=== Dataset entries ===

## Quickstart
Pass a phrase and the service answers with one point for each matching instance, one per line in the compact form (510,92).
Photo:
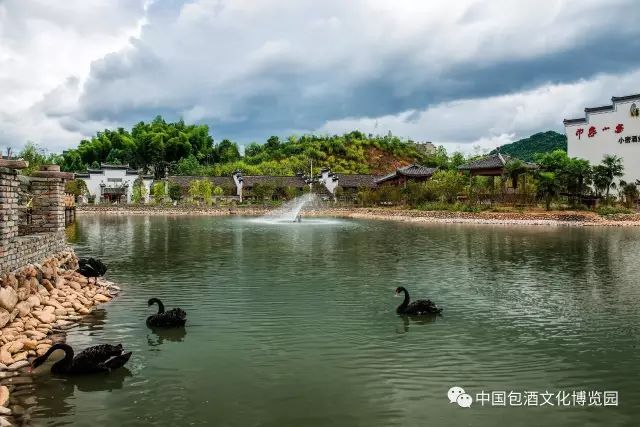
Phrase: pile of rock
(37,301)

===

▸ Brief: Every line from the one that holds "Pass a phrase" to the last line of the records above goes into the answer, exactly as written; nothing else does, and no picture does either.

▸ Expected output:
Pass a phrase and the service answers with one point for each matching instance, one per line in the compact form (510,92).
Photo:
Phrase: pile of rock
(37,301)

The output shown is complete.